### Extracted data
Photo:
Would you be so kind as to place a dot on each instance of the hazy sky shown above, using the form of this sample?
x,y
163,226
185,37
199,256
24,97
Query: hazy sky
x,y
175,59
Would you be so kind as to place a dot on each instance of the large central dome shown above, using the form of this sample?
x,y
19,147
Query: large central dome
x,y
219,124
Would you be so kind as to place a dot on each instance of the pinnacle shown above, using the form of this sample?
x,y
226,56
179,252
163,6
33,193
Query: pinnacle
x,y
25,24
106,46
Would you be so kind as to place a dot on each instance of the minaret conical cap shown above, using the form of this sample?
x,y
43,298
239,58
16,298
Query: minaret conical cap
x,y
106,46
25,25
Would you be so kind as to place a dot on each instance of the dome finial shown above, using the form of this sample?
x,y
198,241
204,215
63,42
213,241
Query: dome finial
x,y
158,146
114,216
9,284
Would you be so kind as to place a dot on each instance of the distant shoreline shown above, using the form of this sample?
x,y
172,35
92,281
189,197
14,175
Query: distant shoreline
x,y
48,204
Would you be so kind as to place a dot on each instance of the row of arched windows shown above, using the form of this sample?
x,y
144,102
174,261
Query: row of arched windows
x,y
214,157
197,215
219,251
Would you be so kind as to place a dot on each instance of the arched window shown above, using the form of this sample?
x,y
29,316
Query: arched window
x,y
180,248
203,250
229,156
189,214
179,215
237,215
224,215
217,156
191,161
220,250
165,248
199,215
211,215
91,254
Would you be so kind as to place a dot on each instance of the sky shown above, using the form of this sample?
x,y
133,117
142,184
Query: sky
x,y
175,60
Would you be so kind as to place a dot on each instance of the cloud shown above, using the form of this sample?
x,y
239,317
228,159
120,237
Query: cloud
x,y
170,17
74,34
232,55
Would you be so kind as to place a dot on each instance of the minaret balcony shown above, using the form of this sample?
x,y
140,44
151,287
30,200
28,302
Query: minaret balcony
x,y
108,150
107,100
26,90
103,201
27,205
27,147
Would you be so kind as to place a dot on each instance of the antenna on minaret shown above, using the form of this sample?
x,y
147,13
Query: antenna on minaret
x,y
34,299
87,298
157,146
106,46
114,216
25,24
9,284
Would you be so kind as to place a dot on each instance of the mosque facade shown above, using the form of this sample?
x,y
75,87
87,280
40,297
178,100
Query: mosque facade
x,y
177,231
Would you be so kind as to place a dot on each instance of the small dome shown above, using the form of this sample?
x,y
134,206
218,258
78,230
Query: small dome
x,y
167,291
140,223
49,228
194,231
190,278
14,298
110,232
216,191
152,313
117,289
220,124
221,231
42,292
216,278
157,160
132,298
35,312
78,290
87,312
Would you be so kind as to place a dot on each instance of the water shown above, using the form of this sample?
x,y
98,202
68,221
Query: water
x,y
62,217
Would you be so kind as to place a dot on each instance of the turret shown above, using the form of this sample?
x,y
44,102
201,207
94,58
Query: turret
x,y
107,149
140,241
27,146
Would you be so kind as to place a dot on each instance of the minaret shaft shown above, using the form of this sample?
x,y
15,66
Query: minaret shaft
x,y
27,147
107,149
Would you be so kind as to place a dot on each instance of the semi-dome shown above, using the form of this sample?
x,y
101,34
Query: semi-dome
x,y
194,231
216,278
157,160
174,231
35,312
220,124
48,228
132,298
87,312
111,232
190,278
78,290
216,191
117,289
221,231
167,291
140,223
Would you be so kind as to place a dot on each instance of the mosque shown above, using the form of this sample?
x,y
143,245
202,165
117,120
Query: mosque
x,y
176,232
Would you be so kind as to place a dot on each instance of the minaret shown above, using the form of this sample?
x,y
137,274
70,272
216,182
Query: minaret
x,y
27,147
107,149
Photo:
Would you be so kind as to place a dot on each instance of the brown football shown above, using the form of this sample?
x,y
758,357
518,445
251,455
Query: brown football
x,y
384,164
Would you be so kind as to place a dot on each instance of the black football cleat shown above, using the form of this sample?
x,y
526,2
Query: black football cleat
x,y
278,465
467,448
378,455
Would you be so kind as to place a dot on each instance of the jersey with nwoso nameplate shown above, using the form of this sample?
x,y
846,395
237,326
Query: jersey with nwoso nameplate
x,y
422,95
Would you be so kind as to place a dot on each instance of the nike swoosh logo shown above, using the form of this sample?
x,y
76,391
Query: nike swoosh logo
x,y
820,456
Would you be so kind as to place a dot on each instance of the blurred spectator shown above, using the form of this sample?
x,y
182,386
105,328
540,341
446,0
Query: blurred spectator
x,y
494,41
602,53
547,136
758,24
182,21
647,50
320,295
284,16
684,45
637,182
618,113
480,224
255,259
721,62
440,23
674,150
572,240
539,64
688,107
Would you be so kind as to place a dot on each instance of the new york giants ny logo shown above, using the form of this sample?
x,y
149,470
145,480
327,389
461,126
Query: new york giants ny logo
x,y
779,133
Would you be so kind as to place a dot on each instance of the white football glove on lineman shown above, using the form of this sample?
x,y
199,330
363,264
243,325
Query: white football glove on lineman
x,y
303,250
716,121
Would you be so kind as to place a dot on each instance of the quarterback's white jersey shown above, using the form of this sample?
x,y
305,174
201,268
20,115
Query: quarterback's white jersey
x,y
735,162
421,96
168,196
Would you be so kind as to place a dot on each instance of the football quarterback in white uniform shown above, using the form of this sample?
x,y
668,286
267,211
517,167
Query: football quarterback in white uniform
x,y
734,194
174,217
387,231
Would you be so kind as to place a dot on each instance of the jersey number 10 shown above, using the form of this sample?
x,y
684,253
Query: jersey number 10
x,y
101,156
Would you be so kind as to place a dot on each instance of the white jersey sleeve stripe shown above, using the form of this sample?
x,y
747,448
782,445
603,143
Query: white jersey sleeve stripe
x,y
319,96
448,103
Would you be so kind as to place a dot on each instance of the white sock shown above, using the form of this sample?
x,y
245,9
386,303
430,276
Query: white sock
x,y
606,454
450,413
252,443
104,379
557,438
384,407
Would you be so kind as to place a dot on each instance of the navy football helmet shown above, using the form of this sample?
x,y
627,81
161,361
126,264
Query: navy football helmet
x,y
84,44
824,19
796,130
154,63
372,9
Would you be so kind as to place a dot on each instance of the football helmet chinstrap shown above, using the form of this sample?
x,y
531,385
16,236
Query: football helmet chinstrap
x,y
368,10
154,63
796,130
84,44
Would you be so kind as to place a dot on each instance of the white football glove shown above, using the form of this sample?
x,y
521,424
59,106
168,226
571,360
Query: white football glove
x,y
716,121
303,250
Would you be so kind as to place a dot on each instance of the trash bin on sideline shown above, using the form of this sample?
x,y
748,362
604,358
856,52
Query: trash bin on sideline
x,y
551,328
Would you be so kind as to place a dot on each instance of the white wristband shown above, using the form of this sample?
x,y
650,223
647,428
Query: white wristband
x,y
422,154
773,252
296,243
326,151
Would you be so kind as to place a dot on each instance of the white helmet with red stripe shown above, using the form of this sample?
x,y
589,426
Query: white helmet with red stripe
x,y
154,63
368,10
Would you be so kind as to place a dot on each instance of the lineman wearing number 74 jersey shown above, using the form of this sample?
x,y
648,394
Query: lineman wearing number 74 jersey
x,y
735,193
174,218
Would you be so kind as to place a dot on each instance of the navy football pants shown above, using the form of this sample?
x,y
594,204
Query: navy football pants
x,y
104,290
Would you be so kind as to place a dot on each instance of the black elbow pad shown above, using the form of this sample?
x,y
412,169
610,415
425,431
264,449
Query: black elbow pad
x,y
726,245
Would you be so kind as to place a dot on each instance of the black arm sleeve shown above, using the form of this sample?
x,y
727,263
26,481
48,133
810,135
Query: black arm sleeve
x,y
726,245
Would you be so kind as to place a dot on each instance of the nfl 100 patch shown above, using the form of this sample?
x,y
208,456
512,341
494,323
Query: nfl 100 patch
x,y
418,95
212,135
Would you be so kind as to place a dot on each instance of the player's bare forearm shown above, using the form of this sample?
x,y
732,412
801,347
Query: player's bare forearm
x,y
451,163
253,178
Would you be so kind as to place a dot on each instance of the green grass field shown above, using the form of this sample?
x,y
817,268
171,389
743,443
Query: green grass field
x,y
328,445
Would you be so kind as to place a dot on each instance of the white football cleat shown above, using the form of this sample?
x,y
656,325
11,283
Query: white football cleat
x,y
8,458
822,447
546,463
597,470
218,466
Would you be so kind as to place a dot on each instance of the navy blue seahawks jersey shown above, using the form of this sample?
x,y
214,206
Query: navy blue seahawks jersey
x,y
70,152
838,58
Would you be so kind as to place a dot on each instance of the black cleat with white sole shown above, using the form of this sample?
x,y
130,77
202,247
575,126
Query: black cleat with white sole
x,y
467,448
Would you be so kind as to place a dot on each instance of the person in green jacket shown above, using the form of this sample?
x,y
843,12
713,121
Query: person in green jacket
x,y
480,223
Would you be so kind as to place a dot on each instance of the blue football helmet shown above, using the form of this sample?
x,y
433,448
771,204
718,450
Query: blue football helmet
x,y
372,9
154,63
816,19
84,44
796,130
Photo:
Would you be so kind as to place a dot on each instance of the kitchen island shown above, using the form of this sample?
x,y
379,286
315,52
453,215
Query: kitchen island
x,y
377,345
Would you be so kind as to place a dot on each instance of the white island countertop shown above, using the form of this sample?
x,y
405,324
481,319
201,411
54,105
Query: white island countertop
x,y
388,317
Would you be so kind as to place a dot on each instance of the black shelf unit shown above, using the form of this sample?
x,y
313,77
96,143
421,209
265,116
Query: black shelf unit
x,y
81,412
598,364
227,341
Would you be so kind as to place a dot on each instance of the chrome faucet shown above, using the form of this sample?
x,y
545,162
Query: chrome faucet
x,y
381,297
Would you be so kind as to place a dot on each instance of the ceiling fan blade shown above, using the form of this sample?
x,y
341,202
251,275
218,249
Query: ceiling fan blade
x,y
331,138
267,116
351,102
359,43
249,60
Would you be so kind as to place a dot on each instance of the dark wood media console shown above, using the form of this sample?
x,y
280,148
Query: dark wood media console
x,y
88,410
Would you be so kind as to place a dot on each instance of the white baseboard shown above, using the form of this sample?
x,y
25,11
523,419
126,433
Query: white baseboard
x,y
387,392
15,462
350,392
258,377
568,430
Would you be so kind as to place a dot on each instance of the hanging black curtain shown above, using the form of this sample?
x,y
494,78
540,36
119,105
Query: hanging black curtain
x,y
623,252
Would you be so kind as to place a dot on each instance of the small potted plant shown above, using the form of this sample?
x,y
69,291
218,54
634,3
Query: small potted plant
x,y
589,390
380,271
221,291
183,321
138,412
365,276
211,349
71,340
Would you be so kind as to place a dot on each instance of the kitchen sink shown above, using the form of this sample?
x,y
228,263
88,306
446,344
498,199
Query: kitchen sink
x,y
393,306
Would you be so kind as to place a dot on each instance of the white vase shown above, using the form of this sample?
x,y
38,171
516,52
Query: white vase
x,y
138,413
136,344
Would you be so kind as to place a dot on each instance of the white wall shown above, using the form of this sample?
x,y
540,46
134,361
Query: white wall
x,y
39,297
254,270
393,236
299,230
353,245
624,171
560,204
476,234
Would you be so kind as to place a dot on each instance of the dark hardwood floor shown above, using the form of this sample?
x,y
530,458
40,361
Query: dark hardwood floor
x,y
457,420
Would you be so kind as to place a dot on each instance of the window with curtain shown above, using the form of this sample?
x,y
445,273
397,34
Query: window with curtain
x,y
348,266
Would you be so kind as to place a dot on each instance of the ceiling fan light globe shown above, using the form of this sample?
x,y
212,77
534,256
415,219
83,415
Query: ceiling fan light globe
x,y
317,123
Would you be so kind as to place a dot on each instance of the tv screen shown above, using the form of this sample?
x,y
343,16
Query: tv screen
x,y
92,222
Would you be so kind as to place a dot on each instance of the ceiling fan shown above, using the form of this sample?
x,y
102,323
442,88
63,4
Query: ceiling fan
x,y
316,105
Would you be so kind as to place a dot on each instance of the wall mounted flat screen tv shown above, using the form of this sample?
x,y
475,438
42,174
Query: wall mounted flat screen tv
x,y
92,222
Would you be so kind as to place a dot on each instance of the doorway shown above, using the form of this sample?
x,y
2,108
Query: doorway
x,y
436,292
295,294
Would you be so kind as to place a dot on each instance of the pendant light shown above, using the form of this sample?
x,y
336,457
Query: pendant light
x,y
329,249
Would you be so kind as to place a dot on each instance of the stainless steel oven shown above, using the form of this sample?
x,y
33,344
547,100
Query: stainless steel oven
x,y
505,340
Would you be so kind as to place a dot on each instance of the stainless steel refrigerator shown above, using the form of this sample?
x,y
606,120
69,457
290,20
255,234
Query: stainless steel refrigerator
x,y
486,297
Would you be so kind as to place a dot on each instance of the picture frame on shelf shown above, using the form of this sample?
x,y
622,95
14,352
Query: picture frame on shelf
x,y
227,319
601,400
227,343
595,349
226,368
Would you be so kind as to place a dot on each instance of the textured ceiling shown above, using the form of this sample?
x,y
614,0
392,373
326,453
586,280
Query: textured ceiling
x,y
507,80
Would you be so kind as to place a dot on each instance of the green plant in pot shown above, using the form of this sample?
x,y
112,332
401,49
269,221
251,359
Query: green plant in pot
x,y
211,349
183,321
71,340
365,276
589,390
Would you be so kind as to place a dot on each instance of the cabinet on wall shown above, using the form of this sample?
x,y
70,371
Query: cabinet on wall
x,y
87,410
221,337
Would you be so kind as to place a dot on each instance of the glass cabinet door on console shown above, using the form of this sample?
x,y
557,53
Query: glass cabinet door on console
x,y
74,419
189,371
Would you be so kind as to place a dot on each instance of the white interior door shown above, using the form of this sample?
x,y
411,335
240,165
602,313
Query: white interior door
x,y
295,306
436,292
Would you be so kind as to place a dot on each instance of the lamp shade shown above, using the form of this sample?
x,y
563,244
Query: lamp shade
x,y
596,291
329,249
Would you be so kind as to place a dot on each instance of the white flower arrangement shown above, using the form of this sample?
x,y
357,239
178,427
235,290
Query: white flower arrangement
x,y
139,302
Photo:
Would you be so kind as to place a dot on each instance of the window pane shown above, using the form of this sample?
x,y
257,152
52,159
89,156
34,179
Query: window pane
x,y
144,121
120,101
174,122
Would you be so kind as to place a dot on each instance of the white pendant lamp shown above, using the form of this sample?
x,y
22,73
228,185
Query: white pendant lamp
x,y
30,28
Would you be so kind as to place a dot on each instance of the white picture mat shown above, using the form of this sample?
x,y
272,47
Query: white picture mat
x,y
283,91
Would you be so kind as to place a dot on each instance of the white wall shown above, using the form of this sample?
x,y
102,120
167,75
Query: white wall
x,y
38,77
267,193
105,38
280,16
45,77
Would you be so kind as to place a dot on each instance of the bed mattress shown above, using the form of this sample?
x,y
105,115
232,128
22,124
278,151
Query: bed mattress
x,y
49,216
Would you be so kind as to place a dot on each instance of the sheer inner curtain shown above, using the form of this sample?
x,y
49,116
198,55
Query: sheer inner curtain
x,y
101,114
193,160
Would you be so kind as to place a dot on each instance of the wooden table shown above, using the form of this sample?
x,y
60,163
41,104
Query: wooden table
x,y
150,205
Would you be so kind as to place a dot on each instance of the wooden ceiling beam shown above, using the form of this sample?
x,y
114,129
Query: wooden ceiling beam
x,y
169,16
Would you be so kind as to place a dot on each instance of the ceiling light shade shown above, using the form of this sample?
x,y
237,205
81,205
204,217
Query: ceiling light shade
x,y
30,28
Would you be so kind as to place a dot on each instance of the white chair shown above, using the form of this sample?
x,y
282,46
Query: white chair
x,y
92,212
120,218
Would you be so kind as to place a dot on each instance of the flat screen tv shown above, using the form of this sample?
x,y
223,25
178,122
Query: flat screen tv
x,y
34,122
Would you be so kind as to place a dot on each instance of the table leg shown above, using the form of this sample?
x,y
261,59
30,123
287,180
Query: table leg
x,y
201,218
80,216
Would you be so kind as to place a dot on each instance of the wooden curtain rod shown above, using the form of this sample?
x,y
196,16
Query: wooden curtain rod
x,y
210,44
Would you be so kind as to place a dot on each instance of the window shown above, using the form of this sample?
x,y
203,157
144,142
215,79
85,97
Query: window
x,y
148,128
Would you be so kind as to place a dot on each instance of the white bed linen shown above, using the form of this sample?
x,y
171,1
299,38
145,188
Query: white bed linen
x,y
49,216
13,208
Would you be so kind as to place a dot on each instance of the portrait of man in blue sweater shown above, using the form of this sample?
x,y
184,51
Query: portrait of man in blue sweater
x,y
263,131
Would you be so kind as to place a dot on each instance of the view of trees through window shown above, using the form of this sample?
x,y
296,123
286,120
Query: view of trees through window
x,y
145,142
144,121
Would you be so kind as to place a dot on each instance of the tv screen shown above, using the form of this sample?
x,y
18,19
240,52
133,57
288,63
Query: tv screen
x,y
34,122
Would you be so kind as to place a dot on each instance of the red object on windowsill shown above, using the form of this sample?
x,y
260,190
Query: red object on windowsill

### Exercise prompt
Go through the listing above and find each line that contains "object", then copy it.

### Task answer
Would you be so kind as to place a dot on each instance of the red object on windowsill shown above, using the form of this sample?
Query: red object on windowsill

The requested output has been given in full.